To be done: Read the data and repeat it in full, exactly.

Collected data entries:
++++

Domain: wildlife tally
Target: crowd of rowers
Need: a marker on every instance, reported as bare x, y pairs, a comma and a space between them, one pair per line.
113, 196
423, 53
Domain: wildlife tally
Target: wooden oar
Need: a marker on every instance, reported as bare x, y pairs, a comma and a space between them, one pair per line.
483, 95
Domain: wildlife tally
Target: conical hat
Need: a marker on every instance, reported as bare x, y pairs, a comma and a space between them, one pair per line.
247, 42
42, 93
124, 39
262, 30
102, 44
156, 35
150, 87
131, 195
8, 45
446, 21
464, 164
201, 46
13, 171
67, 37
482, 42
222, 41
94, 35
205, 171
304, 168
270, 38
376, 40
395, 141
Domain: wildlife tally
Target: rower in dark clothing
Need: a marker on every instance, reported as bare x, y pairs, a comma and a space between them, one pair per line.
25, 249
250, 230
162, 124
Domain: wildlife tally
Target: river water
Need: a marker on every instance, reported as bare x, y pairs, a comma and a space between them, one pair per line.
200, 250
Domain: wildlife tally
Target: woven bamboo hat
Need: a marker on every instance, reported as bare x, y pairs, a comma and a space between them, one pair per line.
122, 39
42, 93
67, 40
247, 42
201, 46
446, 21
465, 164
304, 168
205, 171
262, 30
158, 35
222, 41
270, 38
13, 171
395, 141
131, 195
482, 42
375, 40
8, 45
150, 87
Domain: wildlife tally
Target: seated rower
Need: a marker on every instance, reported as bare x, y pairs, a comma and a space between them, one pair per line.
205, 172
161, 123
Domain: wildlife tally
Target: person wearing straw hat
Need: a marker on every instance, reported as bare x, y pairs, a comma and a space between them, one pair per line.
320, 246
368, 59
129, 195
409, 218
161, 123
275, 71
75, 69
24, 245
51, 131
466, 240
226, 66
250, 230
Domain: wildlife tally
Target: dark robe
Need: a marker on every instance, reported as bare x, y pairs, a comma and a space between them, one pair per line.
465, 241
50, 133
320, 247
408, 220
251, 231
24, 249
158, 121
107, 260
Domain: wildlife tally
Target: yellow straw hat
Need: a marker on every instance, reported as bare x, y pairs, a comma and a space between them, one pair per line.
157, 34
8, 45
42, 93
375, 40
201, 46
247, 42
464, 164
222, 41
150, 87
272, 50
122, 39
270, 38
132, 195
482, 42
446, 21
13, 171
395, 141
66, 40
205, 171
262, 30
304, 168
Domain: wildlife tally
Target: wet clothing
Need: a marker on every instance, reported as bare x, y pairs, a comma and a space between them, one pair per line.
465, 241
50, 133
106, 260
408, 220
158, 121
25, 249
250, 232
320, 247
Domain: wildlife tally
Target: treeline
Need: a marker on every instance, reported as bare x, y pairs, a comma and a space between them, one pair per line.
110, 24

++++

Problem solution:
Domain: wildlife tally
Target: crowd of rowers
Need: a marker on every instance, reported as bare x, y pairs, a comma and a space between them, one pair per line.
113, 196
423, 53
Domain: wildlife tally
Target: wooden oar
Need: a marker on every instance, reported as bare x, y pairs, a comma and a space between them, one pair per line.
483, 95
Domain: wildlife tally
Target: conical hat
Need: a marker on every instance, reported as bare x, y pairs, a comma and a space between them, one pair per line.
247, 42
42, 93
124, 39
262, 30
102, 44
156, 35
150, 87
131, 195
8, 45
446, 21
464, 164
201, 46
13, 171
67, 37
482, 42
222, 41
94, 35
205, 171
304, 168
270, 38
376, 40
395, 141
Domain: wildlife tally
Target: rower in dark clothing
Need: a marker on every instance, reported as bare x, y pairs, a comma and a space between them, one pair per line.
25, 249
250, 230
162, 124
Domain: wildlife tally
Target: river water
Need: a marker on every instance, reported as bare x, y pairs, a comma and a space between them, one pair per line.
200, 250
Domain: wildlife tally
Target: woven bamboo hat
Need: a marker on every instance, reported as bare x, y pairs, a comma and a space between them, one pair per line.
122, 39
42, 93
67, 40
247, 42
201, 46
446, 21
465, 164
304, 168
205, 171
262, 30
158, 35
222, 41
270, 38
13, 171
395, 141
131, 195
482, 42
375, 40
8, 45
150, 87
Domain: wildlife tally
Target: seated rower
Need: a marker on every instance, reported as bare x, y pairs, a comma and a space between them, one pair per line.
205, 172
161, 123
Domain: wildlife tally
Target: person wearing straw hat
Need: a marker on every instance, reported as bare x, y pairs, a comma and a space between them, one pair per line.
320, 246
368, 59
129, 195
409, 218
161, 123
275, 71
75, 69
24, 245
51, 131
466, 240
226, 66
250, 230
Domain: wildlife tally
Target: dark robe
Need: a marker on every instance, reported as bare x, y pairs, a comma and a space between them, one pair per line.
465, 241
50, 133
320, 247
408, 220
251, 231
24, 249
158, 121
107, 260
Domain: wildlife tally
Target: yellow straw hat
Need: a marker on every instance, reported as bare x, y pairs, a comma and a space between them, one pair per line.
157, 34
8, 45
42, 93
375, 40
201, 46
247, 42
464, 164
222, 41
150, 87
272, 50
122, 39
270, 38
132, 195
482, 42
446, 21
13, 171
395, 141
66, 40
205, 171
262, 30
304, 168
Domain: wildlife tally
Target: wet clothing
Need: a marker on every instance, reported as bare x, y pairs, a comma and a space between them, one pair per line.
465, 241
50, 133
106, 260
408, 220
158, 121
25, 249
250, 232
320, 247
Domain: wildlife tally
Target: treeline
Need: a marker on every instance, reported as bare x, y pairs, a comma and a space between them, one pair per line.
110, 24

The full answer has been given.